[Your objective]
Please render every row below as a numbered list, leaving out any blank lines.

[Data excerpts]

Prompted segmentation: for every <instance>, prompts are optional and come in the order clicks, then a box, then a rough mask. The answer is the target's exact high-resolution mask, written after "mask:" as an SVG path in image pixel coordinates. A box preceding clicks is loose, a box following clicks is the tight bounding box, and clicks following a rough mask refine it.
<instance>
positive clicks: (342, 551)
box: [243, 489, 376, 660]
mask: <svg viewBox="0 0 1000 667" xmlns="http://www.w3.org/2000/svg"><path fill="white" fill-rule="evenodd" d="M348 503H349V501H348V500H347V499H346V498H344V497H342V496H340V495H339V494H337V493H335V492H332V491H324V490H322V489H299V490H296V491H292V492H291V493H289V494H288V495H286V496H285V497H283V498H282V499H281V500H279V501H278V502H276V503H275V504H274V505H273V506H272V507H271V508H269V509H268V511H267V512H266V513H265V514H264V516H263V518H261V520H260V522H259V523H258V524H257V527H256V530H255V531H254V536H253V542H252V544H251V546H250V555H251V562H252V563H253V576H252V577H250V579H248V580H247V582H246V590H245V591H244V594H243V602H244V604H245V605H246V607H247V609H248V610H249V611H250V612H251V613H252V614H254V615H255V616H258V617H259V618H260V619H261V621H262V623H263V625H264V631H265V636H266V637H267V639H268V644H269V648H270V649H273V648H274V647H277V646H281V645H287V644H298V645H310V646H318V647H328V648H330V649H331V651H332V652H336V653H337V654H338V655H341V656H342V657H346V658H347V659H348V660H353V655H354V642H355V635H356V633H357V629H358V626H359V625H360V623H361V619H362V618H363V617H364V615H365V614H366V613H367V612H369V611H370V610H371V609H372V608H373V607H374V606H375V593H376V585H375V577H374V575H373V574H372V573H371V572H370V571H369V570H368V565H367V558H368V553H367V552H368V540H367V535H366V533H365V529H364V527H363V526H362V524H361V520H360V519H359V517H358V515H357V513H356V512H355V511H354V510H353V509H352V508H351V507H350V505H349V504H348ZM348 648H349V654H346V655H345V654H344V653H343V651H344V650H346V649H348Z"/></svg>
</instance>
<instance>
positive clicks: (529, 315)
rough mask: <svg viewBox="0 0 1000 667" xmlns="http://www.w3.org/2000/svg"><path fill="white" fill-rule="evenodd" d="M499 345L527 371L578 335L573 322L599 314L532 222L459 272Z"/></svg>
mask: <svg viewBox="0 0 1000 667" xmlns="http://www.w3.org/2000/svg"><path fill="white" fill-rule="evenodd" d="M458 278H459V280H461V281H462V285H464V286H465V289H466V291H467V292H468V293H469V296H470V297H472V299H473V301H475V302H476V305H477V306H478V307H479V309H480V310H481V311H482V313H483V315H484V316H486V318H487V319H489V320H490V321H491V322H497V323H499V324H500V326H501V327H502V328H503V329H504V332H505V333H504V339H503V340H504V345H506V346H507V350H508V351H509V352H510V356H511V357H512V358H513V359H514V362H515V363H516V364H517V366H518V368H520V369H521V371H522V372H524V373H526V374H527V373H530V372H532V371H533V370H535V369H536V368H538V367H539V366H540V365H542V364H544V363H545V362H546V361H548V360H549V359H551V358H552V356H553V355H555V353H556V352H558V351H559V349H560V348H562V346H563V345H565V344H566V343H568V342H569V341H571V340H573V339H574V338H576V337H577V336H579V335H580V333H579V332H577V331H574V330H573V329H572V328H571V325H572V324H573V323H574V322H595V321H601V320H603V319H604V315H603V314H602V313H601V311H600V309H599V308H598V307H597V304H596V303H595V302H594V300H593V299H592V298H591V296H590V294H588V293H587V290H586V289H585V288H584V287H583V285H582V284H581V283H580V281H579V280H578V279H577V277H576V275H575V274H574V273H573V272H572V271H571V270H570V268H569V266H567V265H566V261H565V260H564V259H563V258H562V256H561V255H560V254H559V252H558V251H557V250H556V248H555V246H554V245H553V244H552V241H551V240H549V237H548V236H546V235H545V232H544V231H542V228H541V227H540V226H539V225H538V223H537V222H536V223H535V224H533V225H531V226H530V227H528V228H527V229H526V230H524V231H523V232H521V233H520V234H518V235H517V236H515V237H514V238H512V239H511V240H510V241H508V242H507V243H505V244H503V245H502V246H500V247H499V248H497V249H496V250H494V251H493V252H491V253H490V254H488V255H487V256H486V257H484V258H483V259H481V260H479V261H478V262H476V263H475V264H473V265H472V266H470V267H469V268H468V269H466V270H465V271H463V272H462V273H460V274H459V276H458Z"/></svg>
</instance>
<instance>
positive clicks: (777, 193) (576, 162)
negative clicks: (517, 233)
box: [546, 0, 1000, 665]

[Task solution]
1. Prompted segmentation: for every <instance>, prompts are optional and come in the order clicks, then a box, then a rough mask. The answer is the target's exact high-resolution mask, written after "mask:" as an SVG path in image pixel coordinates. A box preceding clicks is loose, a box following clicks is the tight bounding box, and clicks following a rough mask refine it.
2. <instance>
3. positive clicks: (342, 551)
4. box: [243, 489, 376, 660]
5. mask: <svg viewBox="0 0 1000 667" xmlns="http://www.w3.org/2000/svg"><path fill="white" fill-rule="evenodd" d="M348 503H349V501H348V500H347V499H346V498H344V497H342V496H340V495H339V494H337V493H335V492H332V491H324V490H322V489H299V490H296V491H292V492H291V493H289V494H288V495H286V496H285V497H283V498H282V499H281V500H279V501H278V502H276V503H275V504H274V505H273V506H272V507H271V508H269V509H268V511H267V512H266V513H265V514H264V516H263V518H261V520H260V522H259V523H258V524H257V527H256V530H255V531H254V536H253V542H252V544H251V546H250V555H251V562H252V563H253V576H252V577H250V579H248V580H247V582H246V590H245V591H244V594H243V602H244V604H245V605H246V607H247V609H248V610H249V611H250V612H251V613H252V614H254V615H255V616H258V617H259V618H260V619H261V621H262V623H263V625H264V631H265V636H266V637H267V639H268V644H269V648H270V649H273V648H274V647H277V646H281V645H287V644H298V645H310V646H318V647H328V648H330V649H331V651H332V652H336V653H337V654H338V655H341V656H342V657H346V658H347V659H348V660H353V655H354V642H355V635H356V633H357V629H358V626H359V625H360V623H361V619H362V618H363V617H364V615H365V614H366V613H367V612H369V611H370V610H371V609H372V608H373V607H374V606H375V593H376V585H375V577H374V575H373V574H372V573H371V572H370V571H369V570H368V565H367V558H368V553H367V552H368V540H367V535H366V533H365V529H364V527H363V526H362V524H361V520H360V519H359V517H358V515H357V513H356V512H355V511H354V510H353V509H352V508H351V507H350V505H349V504H348ZM348 648H349V654H346V655H345V654H344V653H343V651H344V650H346V649H348Z"/></svg>
6. </instance>
7. <instance>
8. positive clicks: (529, 315)
9. rough mask: <svg viewBox="0 0 1000 667" xmlns="http://www.w3.org/2000/svg"><path fill="white" fill-rule="evenodd" d="M499 345L527 371L578 335L573 322L599 314L532 222L459 272Z"/></svg>
10. mask: <svg viewBox="0 0 1000 667" xmlns="http://www.w3.org/2000/svg"><path fill="white" fill-rule="evenodd" d="M458 278H459V280H461V281H462V285H464V286H465V289H466V291H467V292H468V293H469V296H470V297H472V299H473V301H475V302H476V305H477V306H478V307H479V309H480V310H481V311H482V313H483V315H484V316H486V318H487V319H489V320H490V321H491V322H497V323H499V324H500V326H501V327H502V328H503V329H504V332H505V333H504V339H503V340H504V345H506V346H507V350H508V351H509V352H510V356H511V357H512V358H513V359H514V362H515V363H516V364H517V366H518V368H520V369H521V371H522V372H524V373H526V374H527V373H530V372H532V371H533V370H535V369H536V368H538V367H539V366H540V365H542V364H544V363H545V362H546V361H548V360H549V359H551V358H552V356H553V355H555V353H556V352H558V351H559V349H560V348H562V346H563V345H565V344H566V343H568V342H569V341H571V340H573V339H574V338H576V337H577V336H579V335H580V333H579V332H577V331H574V330H573V329H572V328H571V325H572V324H573V323H574V322H595V321H601V320H603V319H604V315H603V314H602V313H601V311H600V309H599V308H598V307H597V304H596V303H595V302H594V300H593V299H592V298H591V296H590V294H588V293H587V290H586V289H585V288H584V287H583V285H582V284H581V283H580V281H579V280H578V279H577V277H576V275H575V274H574V273H573V272H572V271H571V270H570V268H569V266H567V265H566V261H565V260H564V259H563V258H562V256H561V255H560V254H559V252H558V251H557V250H556V248H555V246H554V245H553V244H552V241H551V240H549V237H548V236H546V235H545V232H544V231H542V228H541V227H540V226H539V225H538V223H537V222H536V223H535V224H533V225H531V226H530V227H528V228H527V229H526V230H524V231H523V232H521V233H520V234H518V235H517V236H515V237H514V238H512V239H511V240H510V241H508V242H507V243H505V244H503V245H502V246H500V247H499V248H497V249H496V250H494V251H493V252H491V253H490V254H488V255H487V256H486V257H484V258H483V259H481V260H479V261H478V262H476V263H475V264H473V265H472V266H470V267H469V268H468V269H466V270H465V271H463V272H462V273H460V274H459V276H458Z"/></svg>
11. </instance>
12. <instance>
13. positive clicks: (777, 193) (576, 162)
14. negative clicks: (517, 233)
15. box: [546, 0, 1000, 665]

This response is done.